# What is expected
Copy out exactly the part of the records below that opens with the line containing "Target: green foliage" and runs through the end of the records, giving only those lines.

— begin Data provided —

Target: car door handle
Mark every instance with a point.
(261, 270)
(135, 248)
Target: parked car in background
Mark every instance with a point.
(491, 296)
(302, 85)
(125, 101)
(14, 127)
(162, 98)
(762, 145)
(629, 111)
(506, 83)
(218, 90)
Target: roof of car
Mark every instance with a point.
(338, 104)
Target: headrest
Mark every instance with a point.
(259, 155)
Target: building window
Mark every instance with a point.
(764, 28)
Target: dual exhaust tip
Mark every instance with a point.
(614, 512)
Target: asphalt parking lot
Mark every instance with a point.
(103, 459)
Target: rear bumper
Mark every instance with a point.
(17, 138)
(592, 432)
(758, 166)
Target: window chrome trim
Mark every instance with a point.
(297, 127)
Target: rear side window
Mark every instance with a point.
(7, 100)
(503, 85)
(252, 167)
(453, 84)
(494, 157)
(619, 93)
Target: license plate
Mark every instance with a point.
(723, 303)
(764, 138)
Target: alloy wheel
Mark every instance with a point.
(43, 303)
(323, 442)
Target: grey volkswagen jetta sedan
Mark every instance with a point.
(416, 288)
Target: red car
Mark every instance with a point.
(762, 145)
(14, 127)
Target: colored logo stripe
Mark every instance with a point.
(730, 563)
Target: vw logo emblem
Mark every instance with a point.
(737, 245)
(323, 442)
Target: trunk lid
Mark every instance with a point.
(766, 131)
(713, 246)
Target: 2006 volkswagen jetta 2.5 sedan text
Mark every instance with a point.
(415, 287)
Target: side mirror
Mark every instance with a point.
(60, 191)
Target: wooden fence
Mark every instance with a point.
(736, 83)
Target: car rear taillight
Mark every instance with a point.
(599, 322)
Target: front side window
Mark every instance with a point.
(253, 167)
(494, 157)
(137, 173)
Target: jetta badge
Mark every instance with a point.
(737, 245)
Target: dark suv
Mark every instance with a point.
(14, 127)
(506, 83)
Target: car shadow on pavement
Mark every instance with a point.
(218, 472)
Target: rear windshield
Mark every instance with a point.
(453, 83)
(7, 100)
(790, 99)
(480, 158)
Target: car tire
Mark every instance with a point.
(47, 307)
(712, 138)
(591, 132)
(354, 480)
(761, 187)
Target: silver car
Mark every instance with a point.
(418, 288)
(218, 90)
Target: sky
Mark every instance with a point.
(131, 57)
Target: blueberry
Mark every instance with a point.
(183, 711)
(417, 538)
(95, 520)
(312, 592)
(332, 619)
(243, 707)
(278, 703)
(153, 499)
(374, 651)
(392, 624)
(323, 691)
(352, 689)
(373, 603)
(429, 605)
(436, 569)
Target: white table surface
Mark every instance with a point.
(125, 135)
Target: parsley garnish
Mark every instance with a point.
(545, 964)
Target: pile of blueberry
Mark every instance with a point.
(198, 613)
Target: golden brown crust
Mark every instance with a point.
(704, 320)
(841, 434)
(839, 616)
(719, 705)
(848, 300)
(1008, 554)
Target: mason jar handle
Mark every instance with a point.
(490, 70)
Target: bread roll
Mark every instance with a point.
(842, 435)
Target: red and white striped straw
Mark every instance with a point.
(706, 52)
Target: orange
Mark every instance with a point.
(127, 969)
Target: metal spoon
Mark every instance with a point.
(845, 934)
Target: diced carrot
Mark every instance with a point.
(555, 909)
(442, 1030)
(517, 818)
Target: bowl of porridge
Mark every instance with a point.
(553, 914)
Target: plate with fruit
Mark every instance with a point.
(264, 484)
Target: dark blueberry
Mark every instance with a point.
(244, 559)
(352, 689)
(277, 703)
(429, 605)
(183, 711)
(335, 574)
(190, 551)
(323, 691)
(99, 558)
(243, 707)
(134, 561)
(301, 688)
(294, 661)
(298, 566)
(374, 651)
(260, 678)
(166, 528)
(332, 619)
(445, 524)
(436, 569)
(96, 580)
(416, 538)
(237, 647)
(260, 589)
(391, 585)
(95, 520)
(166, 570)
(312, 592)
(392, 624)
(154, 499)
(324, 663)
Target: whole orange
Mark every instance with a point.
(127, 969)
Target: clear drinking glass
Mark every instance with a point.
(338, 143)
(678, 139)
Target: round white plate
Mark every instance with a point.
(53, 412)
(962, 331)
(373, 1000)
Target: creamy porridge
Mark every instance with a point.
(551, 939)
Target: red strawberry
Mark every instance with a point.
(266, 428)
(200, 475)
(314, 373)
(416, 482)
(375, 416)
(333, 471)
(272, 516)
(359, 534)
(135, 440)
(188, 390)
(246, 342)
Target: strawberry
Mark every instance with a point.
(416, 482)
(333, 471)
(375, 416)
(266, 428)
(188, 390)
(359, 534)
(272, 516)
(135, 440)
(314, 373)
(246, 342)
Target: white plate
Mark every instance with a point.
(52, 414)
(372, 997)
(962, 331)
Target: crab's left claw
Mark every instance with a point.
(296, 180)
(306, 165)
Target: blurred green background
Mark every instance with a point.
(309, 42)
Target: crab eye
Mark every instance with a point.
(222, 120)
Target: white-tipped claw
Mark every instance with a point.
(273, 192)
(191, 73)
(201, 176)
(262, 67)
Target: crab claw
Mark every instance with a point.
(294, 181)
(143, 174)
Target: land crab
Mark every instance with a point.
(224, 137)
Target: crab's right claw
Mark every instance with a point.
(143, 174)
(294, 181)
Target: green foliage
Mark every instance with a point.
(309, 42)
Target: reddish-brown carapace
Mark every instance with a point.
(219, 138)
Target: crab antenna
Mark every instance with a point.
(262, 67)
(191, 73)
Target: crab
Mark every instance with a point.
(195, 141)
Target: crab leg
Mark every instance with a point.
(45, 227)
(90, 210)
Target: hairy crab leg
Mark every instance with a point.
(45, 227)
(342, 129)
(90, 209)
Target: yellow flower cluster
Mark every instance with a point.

— end Data provided —

# Result below
Target: green foliage
Mark every instance with a point.
(309, 42)
Target: reddish-brown carapace
Mark every instance with a point.
(219, 138)
Target: crab antenna
Mark every instance with a point.
(262, 67)
(191, 73)
Target: crab
Mark every instance with a point.
(195, 141)
Target: crab leg
Mark every instance with a point.
(45, 227)
(90, 210)
Target: hairy crab leg
Mark every instance with a point.
(45, 227)
(342, 129)
(90, 209)
Target: yellow flower cluster
Mark every instance with a point.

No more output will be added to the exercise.